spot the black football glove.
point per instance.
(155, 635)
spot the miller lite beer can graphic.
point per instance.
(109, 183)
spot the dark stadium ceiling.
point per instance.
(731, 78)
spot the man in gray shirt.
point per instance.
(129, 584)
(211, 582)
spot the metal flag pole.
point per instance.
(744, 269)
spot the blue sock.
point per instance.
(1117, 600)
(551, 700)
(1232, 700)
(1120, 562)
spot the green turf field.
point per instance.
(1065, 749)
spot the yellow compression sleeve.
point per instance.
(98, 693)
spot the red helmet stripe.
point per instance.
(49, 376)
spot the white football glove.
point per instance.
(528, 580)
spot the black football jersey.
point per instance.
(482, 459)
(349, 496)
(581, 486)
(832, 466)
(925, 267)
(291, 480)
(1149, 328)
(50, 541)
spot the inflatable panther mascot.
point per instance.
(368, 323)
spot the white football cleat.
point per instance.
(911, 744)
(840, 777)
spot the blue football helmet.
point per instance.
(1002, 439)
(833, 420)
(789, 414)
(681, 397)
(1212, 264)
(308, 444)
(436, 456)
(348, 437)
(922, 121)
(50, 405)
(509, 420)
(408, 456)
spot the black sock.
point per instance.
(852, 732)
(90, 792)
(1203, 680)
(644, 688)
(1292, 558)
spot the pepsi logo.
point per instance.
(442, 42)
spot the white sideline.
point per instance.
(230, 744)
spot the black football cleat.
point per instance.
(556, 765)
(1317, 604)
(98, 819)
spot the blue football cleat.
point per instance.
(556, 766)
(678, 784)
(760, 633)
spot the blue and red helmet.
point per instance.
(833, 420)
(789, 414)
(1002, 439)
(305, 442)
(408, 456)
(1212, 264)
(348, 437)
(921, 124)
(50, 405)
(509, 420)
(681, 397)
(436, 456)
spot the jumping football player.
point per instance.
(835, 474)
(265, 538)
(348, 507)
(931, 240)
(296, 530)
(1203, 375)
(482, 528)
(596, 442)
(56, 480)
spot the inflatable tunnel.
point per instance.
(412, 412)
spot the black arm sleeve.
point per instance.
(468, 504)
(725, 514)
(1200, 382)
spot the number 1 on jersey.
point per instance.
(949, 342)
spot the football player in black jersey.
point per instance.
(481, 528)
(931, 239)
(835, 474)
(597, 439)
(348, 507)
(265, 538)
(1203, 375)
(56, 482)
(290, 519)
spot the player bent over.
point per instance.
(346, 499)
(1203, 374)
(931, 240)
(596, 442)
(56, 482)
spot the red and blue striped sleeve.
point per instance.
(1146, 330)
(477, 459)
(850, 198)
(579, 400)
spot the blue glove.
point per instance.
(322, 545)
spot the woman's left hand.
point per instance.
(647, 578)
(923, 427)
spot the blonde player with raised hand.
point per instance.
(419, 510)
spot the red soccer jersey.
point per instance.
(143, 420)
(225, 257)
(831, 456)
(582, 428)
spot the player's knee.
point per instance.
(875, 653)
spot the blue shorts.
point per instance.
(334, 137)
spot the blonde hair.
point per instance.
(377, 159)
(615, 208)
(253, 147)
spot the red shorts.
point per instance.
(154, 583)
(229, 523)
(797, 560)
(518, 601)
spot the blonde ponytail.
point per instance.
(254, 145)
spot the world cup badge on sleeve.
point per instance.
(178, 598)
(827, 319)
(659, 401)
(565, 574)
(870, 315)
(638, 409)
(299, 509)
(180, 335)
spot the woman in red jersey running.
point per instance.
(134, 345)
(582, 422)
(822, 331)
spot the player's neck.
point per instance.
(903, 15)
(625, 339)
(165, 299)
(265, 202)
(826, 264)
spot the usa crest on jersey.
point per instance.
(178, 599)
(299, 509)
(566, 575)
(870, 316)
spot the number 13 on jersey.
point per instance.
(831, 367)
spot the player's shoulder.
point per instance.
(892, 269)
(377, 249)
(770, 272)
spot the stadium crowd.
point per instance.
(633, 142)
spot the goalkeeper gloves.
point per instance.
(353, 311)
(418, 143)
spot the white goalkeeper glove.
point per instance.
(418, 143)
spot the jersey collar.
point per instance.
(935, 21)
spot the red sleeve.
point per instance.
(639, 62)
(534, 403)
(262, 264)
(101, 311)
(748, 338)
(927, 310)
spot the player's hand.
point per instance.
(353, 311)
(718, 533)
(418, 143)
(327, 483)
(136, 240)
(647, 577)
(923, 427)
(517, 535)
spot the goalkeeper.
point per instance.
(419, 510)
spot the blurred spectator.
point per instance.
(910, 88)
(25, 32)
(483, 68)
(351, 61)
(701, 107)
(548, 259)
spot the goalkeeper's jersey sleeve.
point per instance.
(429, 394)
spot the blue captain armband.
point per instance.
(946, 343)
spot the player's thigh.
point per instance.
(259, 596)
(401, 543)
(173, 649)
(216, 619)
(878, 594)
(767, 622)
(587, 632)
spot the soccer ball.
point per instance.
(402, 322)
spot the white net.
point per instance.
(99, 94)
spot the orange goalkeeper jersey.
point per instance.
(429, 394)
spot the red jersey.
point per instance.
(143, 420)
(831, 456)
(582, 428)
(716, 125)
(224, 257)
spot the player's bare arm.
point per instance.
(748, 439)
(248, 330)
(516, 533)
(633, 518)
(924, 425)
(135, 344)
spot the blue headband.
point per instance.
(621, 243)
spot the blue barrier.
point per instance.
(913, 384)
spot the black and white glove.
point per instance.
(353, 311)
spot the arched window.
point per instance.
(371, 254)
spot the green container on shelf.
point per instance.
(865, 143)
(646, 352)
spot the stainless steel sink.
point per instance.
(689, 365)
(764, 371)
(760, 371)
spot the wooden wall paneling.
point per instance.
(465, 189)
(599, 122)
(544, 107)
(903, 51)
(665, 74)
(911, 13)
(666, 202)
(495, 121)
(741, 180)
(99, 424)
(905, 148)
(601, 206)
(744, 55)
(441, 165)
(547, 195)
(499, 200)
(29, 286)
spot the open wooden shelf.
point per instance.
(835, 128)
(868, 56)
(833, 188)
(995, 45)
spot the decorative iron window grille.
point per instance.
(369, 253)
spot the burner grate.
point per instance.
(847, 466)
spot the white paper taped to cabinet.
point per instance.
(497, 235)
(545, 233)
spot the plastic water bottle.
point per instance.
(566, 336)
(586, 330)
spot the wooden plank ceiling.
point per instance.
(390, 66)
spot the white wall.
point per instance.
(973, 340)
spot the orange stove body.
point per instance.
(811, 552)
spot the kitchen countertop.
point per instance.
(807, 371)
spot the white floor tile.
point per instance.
====================
Your objective: Print back all the lines verbatim.

The solution:
spot the black football glove.
point per instance.
(155, 635)
spot the miller lite beer can graphic.
point per instance.
(109, 183)
spot the dark stadium ceiling.
point per instance.
(731, 78)
spot the man in gray shirt.
point per instance.
(129, 584)
(211, 582)
spot the metal flag pole.
point per instance.
(744, 269)
spot the blue sock.
point per instance.
(1117, 600)
(551, 700)
(1232, 700)
(1120, 562)
spot the green turf field.
point per instance.
(1065, 749)
spot the yellow compression sleeve.
point per instance.
(98, 693)
spot the red helmet stripe.
point per instance.
(49, 376)
spot the white football glove.
point per instance.
(528, 580)
spot the black football jersey.
point per instance.
(482, 459)
(349, 496)
(581, 486)
(832, 466)
(925, 267)
(291, 480)
(1149, 328)
(50, 541)
spot the inflatable panther mascot.
point per instance.
(368, 323)
spot the white football cleat.
point per instance.
(911, 744)
(840, 777)
spot the blue football helmet.
point per instance.
(1002, 439)
(833, 420)
(789, 414)
(681, 397)
(1212, 264)
(308, 444)
(436, 456)
(348, 437)
(922, 121)
(50, 405)
(509, 420)
(408, 456)
spot the black sock.
point per instance.
(852, 732)
(90, 792)
(1203, 680)
(644, 688)
(1292, 558)
spot the pepsi logo.
point per instance.
(442, 42)
spot the white sideline.
point per instance.
(230, 744)
spot the black football cleat.
point per instance.
(556, 765)
(1317, 604)
(98, 819)
spot the blue football cleat.
point per instance.
(556, 766)
(678, 784)
(760, 633)
spot the blue and red helmet.
point per instance.
(833, 420)
(789, 414)
(1002, 439)
(305, 442)
(408, 456)
(1212, 264)
(348, 437)
(921, 124)
(50, 405)
(509, 420)
(681, 397)
(436, 456)
spot the jumping football player.
point per instance.
(835, 474)
(265, 538)
(348, 507)
(931, 240)
(296, 530)
(1203, 375)
(482, 528)
(596, 442)
(56, 480)
spot the inflatable tunnel.
point per instance.
(412, 412)
spot the black arm sleeve.
point per instance.
(468, 504)
(725, 514)
(1200, 382)
spot the number 1 on jersey.
point per instance.
(949, 342)
spot the football player in black jersey.
point per instance.
(481, 528)
(931, 239)
(835, 474)
(597, 439)
(348, 507)
(265, 538)
(1203, 375)
(56, 482)
(290, 519)
spot the player bent over.
point per instance.
(346, 499)
(1203, 374)
(931, 240)
(596, 442)
(56, 482)
spot the red and blue striped sleeve.
point per instance.
(1146, 330)
(477, 459)
(850, 198)
(579, 400)
spot the blue glove.
point per instance.
(322, 545)
spot the woman's left hand.
point per instance.
(647, 578)
(923, 427)
spot the blonde player with raised hand.
point per instance.
(419, 510)
spot the red soccer jersey.
point per instance.
(143, 420)
(225, 257)
(831, 456)
(582, 428)
spot the player's knee.
point per instance.
(875, 653)
spot the blue shorts.
point per instance.
(334, 137)
spot the blonde hair.
point per instance.
(377, 159)
(615, 208)
(253, 147)
spot the red shorts.
point per instance.
(154, 583)
(229, 523)
(797, 560)
(518, 601)
spot the blonde ponytail.
point per instance.
(254, 145)
spot the world cup badge on sleeve.
point per instance.
(178, 598)
(827, 319)
(659, 401)
(565, 574)
(870, 315)
(638, 409)
(299, 509)
(180, 335)
spot the woman in red jersey running.
point per instance.
(134, 345)
(582, 422)
(822, 331)
spot the player's neck.
point per instance.
(903, 15)
(625, 339)
(165, 299)
(265, 202)
(826, 264)
spot the usa crest on jersey.
point per instance.
(178, 599)
(299, 509)
(566, 575)
(870, 316)
spot the number 13 on jersey.
point per instance.
(831, 367)
spot the player's shoulder.
point per instance.
(892, 269)
(377, 249)
(770, 272)
spot the stadium crowd.
point per instance.
(633, 142)
spot the goalkeeper gloves.
point per instance.
(353, 311)
(418, 143)
spot the white goalkeeper glove.
point per instance.
(418, 143)
spot the jersey collar.
point per instance.
(935, 21)
spot the red sleeve.
point per instance.
(639, 62)
(534, 403)
(262, 264)
(101, 311)
(748, 338)
(927, 310)
spot the player's hand.
point per instance.
(353, 311)
(718, 533)
(418, 143)
(327, 483)
(136, 240)
(647, 577)
(923, 427)
(517, 535)
spot the goalkeeper.
point per instance.
(419, 510)
spot the blurred spectator.
point per instance.
(910, 88)
(25, 32)
(483, 68)
(351, 61)
(701, 107)
(548, 259)
spot the goalkeeper's jersey sleeve.
point per instance.
(429, 394)
spot the blue captain armband.
point per instance.
(946, 343)
spot the player's thigh.
point per instance.
(259, 596)
(401, 543)
(173, 649)
(216, 619)
(878, 594)
(767, 622)
(587, 632)
spot the soccer ball.
point per instance.
(402, 322)
spot the white net.
point per instance.
(99, 94)
spot the orange goalkeeper jersey.
point per instance.
(429, 394)
spot the red jersey.
point per instance.
(143, 420)
(831, 456)
(582, 428)
(716, 125)
(224, 257)
spot the player's bare arm.
point per instance.
(748, 439)
(248, 330)
(516, 533)
(633, 518)
(924, 425)
(135, 344)
spot the blue headband.
point per instance.
(621, 243)
spot the blue barrier.
point per instance.
(913, 384)
spot the black and white glove.
point per instance.
(353, 311)
spot the arched window.
point per instance.
(371, 254)
spot the green container on shelf.
point per instance.
(865, 143)
(646, 352)
spot the stainless steel sink.
point per instance.
(689, 365)
(764, 371)
(760, 371)
spot the wooden wall paneling.
point per instance.
(465, 189)
(599, 122)
(544, 107)
(903, 51)
(665, 74)
(911, 13)
(666, 202)
(495, 121)
(741, 180)
(99, 424)
(905, 148)
(601, 206)
(744, 55)
(441, 165)
(547, 195)
(499, 200)
(29, 286)
spot the open wooden shelf.
point per instance.
(835, 128)
(868, 56)
(833, 188)
(995, 45)
spot the decorative iron window grille.
point per instance.
(369, 253)
spot the burner grate.
point per instance.
(847, 466)
spot the white paper taped to cabinet.
point per instance.
(497, 235)
(545, 233)
spot the plastic water bottle.
point per instance.
(566, 336)
(586, 330)
spot the wooden plank ceiling.
point per instance.
(390, 66)
spot the white wall.
point per instance.
(973, 340)
spot the orange stove body.
point per instance.
(811, 552)
spot the kitchen countertop.
point per instance.
(807, 371)
spot the white floor tile.
point per instance.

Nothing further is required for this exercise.